*TO DO*:
Among the entries below, find every line that contains the string "exact", then copy it.
INPUT FOR THIS TASK: Begin
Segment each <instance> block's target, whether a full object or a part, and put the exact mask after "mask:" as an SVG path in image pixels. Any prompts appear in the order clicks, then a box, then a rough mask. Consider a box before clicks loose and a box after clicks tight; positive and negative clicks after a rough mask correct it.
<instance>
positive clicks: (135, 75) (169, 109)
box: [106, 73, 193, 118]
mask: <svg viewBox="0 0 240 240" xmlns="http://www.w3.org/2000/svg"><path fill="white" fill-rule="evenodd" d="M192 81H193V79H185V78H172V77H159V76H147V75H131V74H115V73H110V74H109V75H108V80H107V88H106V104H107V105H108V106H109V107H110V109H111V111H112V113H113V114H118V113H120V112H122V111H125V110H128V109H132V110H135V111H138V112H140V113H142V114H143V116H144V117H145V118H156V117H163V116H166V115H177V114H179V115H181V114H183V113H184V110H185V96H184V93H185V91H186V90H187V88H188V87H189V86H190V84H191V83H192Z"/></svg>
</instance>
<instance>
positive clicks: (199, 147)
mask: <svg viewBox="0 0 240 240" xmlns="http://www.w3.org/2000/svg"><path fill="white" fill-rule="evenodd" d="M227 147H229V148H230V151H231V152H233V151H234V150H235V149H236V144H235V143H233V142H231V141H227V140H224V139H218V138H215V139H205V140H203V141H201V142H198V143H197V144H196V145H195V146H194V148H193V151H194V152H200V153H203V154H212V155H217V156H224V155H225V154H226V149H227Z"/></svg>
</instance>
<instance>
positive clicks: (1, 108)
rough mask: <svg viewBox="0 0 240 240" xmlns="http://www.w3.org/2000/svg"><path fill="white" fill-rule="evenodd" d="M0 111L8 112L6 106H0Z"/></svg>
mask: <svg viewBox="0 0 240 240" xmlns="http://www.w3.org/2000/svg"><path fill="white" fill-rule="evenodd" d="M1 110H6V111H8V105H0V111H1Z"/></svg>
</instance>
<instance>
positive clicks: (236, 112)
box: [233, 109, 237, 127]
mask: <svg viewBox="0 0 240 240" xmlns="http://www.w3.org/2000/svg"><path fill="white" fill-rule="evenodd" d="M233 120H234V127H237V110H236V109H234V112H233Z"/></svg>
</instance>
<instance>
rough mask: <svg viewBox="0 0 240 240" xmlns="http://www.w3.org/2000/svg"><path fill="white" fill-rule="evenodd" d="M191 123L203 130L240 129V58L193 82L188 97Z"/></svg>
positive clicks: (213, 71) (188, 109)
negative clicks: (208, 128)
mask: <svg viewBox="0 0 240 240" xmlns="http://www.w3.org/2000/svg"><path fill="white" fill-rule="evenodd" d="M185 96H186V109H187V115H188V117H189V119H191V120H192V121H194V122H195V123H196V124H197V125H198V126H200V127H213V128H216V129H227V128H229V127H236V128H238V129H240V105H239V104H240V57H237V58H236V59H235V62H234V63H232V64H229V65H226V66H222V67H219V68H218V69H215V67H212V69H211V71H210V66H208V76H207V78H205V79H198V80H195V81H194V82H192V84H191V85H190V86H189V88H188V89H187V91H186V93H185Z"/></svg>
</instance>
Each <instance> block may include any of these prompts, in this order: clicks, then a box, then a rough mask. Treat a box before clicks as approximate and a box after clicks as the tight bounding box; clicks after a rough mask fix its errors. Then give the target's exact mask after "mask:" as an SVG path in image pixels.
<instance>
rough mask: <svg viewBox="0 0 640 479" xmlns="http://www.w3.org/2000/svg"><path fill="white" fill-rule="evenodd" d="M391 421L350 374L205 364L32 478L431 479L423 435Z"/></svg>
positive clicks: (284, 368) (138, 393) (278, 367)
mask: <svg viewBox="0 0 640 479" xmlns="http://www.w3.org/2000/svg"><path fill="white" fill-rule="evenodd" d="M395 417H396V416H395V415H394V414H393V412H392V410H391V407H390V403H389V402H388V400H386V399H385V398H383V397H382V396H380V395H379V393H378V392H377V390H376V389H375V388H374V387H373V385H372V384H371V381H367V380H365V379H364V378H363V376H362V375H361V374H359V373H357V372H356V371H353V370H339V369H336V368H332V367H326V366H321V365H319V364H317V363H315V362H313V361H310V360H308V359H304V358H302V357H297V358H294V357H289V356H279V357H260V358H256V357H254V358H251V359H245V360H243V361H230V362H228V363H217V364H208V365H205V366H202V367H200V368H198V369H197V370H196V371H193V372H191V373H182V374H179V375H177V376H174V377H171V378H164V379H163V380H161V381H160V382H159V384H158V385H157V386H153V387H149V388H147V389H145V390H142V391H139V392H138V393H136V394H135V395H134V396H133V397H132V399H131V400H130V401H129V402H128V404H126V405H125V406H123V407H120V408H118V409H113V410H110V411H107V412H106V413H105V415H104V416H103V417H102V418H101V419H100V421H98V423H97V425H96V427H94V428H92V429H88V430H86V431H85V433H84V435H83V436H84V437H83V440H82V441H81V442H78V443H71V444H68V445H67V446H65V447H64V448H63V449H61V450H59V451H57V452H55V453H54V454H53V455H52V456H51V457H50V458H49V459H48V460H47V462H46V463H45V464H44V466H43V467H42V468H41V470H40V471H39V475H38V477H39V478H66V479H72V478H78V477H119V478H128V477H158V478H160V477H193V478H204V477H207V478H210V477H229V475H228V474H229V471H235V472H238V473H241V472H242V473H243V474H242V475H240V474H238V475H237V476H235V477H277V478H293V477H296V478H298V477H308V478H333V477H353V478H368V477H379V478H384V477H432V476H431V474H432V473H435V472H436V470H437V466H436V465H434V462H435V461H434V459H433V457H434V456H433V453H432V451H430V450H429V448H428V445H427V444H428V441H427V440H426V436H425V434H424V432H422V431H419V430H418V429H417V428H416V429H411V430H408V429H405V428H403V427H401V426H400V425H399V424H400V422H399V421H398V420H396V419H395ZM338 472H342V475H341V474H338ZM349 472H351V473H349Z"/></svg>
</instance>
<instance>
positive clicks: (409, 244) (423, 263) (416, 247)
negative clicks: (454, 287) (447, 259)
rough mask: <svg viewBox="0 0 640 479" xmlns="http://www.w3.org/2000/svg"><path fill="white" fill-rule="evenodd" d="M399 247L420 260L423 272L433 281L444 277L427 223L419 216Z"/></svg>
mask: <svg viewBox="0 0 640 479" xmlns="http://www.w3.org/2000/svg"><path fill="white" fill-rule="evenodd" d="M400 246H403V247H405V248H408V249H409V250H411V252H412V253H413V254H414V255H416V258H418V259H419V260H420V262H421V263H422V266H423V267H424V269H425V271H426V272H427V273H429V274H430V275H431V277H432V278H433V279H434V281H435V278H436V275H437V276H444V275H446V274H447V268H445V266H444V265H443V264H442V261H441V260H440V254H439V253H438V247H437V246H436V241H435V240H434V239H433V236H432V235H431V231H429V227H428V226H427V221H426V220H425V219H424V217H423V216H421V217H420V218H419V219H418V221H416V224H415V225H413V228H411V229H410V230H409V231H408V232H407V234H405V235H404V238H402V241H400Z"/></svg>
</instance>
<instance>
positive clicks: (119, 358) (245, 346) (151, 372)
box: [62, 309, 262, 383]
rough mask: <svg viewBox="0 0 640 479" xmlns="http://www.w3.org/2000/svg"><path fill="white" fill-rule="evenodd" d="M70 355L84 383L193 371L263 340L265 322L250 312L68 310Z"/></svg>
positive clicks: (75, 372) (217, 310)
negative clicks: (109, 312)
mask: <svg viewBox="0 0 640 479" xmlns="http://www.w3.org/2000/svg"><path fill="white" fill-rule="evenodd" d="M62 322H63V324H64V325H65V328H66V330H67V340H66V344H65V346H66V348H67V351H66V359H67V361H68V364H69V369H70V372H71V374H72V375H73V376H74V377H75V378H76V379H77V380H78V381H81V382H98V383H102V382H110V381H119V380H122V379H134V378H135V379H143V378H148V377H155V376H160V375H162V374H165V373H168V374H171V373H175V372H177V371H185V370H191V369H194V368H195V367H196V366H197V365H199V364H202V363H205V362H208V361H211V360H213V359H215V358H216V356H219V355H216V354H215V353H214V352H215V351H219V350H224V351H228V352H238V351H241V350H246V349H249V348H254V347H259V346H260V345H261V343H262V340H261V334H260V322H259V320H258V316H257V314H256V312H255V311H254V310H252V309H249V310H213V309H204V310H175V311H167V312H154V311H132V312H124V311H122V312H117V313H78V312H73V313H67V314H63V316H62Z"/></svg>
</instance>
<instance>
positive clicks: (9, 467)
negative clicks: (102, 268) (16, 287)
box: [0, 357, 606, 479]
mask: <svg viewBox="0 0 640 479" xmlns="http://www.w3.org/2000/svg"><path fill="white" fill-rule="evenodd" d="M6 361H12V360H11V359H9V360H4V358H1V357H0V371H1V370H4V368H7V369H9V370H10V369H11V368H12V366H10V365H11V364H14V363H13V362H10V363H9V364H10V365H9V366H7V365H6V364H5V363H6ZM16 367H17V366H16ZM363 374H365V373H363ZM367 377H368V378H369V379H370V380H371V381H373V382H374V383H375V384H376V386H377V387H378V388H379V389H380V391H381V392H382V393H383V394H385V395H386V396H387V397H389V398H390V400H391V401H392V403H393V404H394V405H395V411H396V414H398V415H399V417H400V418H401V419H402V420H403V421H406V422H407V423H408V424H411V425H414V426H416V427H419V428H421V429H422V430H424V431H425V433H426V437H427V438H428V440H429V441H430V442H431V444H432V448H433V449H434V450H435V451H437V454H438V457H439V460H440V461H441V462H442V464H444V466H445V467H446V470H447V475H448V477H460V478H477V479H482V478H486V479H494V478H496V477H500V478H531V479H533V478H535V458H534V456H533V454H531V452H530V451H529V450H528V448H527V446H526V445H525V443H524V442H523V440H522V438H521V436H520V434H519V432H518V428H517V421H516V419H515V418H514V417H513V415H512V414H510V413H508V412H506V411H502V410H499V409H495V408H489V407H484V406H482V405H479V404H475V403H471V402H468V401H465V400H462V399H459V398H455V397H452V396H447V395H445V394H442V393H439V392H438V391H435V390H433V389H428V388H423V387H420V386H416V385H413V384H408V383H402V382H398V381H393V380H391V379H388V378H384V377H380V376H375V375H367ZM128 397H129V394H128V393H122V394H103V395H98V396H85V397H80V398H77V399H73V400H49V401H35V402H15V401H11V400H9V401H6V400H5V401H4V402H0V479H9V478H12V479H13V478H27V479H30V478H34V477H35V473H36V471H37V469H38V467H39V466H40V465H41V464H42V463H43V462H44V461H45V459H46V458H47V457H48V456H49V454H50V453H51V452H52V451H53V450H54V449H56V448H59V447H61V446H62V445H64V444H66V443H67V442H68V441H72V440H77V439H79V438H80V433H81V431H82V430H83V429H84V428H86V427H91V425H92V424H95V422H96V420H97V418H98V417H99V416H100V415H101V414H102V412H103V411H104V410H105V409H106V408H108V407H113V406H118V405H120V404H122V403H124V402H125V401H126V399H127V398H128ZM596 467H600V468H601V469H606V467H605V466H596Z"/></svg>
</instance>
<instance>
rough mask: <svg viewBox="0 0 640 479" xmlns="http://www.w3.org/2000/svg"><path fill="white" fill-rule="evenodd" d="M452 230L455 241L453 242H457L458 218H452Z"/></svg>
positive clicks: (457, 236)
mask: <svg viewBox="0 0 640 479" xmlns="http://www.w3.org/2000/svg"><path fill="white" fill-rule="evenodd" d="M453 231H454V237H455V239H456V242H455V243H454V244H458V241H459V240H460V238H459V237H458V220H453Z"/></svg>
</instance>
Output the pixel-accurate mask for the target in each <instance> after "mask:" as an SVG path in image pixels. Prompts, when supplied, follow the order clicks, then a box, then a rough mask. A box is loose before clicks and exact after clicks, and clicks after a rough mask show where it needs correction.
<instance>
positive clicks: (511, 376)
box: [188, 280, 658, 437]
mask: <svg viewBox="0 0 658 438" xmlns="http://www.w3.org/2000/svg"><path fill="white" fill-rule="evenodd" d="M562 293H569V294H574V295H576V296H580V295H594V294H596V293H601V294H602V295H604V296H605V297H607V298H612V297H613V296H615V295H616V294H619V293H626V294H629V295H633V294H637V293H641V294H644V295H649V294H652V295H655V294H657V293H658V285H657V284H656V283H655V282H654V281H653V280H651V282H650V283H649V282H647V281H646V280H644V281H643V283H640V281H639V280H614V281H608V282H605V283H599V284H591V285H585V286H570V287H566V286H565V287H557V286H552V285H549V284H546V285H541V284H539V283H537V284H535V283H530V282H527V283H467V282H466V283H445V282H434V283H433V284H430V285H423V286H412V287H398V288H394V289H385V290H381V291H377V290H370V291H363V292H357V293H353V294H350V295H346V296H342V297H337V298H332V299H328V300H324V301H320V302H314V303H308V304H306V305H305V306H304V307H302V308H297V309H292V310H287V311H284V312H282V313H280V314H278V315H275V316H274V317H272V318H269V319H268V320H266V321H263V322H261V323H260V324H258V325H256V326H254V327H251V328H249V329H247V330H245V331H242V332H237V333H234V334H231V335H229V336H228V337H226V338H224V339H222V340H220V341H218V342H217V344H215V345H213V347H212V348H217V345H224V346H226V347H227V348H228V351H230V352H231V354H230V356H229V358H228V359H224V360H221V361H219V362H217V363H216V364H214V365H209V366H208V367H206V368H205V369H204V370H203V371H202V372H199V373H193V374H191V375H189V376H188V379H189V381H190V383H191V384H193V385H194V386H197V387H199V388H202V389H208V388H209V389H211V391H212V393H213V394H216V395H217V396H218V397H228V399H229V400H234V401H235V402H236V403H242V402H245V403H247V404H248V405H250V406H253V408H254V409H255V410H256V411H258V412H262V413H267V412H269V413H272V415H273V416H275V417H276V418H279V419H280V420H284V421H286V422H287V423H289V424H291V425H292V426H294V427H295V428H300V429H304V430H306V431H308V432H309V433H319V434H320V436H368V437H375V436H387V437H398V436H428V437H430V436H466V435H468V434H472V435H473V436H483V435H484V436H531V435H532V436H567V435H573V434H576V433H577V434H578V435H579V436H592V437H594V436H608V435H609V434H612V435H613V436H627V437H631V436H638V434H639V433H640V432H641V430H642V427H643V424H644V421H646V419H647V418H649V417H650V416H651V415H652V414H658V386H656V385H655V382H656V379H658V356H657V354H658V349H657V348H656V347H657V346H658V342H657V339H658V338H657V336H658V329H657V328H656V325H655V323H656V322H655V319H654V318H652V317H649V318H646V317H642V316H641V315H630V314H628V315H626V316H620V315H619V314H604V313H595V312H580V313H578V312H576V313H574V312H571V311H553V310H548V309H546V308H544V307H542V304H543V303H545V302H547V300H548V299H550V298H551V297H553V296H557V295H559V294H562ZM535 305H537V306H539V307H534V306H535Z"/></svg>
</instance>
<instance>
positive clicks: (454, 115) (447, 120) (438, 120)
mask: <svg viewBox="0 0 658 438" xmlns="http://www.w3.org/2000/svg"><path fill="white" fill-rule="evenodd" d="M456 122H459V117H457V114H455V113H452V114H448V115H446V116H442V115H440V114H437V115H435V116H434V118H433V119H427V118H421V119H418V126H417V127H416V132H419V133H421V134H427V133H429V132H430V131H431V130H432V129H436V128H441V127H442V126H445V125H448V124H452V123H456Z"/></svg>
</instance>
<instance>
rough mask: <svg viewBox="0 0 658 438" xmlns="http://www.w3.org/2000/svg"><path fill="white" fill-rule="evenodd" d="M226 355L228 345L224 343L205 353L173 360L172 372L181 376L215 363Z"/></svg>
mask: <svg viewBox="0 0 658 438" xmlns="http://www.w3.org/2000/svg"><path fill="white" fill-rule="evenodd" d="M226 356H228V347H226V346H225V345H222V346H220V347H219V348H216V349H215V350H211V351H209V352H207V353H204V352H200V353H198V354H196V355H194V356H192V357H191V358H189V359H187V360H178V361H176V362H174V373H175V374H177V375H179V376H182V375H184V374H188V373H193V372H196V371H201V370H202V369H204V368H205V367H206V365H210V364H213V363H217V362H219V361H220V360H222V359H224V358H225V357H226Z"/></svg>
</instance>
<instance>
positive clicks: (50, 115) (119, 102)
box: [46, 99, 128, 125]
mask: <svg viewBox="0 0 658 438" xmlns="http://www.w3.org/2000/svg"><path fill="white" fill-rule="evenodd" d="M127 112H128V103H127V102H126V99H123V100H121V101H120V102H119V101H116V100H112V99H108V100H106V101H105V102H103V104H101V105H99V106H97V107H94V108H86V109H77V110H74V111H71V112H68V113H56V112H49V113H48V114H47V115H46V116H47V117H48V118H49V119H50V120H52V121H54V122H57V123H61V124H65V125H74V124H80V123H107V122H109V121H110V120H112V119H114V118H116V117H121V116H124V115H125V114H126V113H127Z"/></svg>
INPUT FOR THIS TASK: End
*SOLUTION TO THE PROBLEM*:
Segment each <instance> block's target, whether a full object or a part, and put the exact mask after "mask:" as an SVG path in image pixels. Any prompts appear in the order clicks, then a box, then a rough mask. Consider a box before clicks loose and a box after clicks tight; positive and negative clicks after a rough mask correct it.
Each <instance> block may include any of these prompts, in this order: clicks, then a box, then a rough mask. Treat a box before clicks as approximate and a box after clicks as the tight bounding box; clicks after a rough mask fix its errors. Then give the target's exact mask after "mask:" as an SVG path in image pixels.
Output the pixel-accurate mask for the target in each <instance> after "mask:" as an SVG path in image pixels. Prompts, when supplied, follow the order clicks, then a box, then a rough mask. A box is loose before clicks and exact after clicks, and clicks after a rough mask show where it needs correction.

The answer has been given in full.